- _EXERCISES TO COMPLETE_:
- a) In the passage on ultraviolet light, what wavelength range does UV-B cover?
- b) Carry on the passage about using UV-C light against pathogens from the point where it stops.

- _EXTRACT_:
- - -
UV ranges from 100 nanometres to 400nm. UV is further divided into UV-A, UV-B and UV-C.
UV-C: ranges from 100nm – 280nm (germicidal)
UV-B: ranges from 280nm- 315nm (sunburn)
UV-A: ranges from 315nm – 400nm (blacklight)
We here are interested in the UV-C rays, also known as „short wave ultraviolet radiation“. UV-C`s germicidal properties have been known since the 1930s. They are used in labratories in order to destroy bacteria, mould and viruses. UV-C rays are able to penetrate the outer membrane of microbes and stop them from reproducing. The specific wavelength of 253,7 nm is known to break the DNA of pathogens.
In May 2007, two Dutch inventors, Arne Aiking and Frank Verheijen were granted an International Patent on a method of treating live plants and mushrooms against pathogens with UV-C light. In the past UV-C had only been used to sterilise things like air and water. The difference with proposing to use UV-C to fight pathogens on living plants is that you shouldn`t use any more than is necessary, otherwise there is a risk to health of the plant.
- - -
- _EXCERPTED DATA_:

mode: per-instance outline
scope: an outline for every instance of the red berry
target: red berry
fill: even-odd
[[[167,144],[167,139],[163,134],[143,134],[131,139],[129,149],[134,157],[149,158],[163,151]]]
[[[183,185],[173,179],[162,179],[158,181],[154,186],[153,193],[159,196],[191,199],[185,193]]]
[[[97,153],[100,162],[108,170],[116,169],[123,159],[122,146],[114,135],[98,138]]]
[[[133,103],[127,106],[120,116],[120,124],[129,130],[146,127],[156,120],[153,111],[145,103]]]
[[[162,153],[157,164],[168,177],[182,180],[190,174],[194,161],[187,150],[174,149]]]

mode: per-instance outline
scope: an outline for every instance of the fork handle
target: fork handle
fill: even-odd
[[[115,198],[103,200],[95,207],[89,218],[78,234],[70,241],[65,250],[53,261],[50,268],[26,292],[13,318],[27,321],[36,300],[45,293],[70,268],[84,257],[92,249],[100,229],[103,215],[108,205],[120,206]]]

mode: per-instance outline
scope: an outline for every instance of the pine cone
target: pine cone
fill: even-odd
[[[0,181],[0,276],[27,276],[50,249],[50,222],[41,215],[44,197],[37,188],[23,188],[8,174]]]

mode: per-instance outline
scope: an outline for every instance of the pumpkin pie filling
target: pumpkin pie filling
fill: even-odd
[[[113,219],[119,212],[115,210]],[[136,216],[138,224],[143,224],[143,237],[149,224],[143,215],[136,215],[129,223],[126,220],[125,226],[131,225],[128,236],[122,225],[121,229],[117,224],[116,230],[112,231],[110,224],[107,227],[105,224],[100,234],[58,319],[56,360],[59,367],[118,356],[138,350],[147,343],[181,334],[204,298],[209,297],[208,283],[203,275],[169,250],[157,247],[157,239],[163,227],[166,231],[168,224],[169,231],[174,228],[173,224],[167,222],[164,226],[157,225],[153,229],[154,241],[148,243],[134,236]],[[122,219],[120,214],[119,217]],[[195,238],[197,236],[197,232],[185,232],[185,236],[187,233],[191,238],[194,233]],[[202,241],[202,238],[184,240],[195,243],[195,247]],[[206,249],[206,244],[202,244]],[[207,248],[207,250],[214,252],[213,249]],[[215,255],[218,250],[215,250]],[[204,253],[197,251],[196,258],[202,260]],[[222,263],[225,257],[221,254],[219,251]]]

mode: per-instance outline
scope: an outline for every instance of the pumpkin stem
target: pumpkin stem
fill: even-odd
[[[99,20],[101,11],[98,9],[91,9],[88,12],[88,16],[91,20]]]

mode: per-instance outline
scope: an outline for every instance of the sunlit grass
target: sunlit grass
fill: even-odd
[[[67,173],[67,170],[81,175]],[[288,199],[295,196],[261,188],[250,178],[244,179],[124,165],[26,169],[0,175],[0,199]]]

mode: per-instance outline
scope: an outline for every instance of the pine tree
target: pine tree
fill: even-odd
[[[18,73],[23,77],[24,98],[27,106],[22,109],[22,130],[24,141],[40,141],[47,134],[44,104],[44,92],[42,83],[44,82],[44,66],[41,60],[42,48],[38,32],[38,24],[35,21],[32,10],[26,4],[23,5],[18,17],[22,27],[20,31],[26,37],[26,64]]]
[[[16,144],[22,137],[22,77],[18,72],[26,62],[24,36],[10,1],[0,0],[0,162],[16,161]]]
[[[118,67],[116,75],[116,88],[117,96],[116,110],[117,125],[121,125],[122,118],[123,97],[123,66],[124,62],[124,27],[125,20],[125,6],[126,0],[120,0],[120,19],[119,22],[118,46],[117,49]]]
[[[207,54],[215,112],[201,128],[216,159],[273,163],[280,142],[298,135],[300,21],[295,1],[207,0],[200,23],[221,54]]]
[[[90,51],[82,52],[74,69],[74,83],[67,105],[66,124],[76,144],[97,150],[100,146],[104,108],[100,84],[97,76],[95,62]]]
- - -
- _EXPECTED RESULTS_:
- a) UV-B ranges from 280nm to 315nm.

- b)
Mr. Aiking and Verheijens invention is a mobile UV-C lamp that travels up and down in commercial greenhouses. The light intensity of a UV-C germicidal light bulb is usually expressed in a term called „microwatts per square centimetre“. Mr. Aiking and Verheijen suggest a range between 2,500 and 150,000 mircrowatts of UV-C energy over a given 24 hour period.
E.g. A 100 Watt UV-C lamp will output approximately 14,000 microwatts of energy over a square centimetre, in one second, from a distance of two centimetres away. If we leave it there for one minute we have to multiply that figure by 60. (840,000 microwatts). Look at the following chart:
1cm 21,000 µW/cm2 UV output
2cm 14,000 µW/cm²
3cm 10,000 µW/cm²
4cm 8,000 µW/cm²
5cm 6,700 µW/cm²
100cm 360 µW/cm²
This shows that a second`s exposure at 1cm distance is roughly equivalent to a full minute`s exposure 1 meter away (360 x 60 = 21. 600µW/cm²).
We use the UV-C light to fight against powdery mildew in our plantation. Tests have shown that powdery mildew is killed when given a dose of 1720 µW of UV-C per square cm. For exemple if I took a 100 Watt UV-C lamp and positioned it two centimetres away from the mildew, I would need to switch on the UV-C lamp for just 1/10 of a second to kill it.
Spider mites could possibly also be effectively treated with UV-C but with amounts that are hundreds of times more compared to something like powdery mildew. We therefore use it only against powdery mildew.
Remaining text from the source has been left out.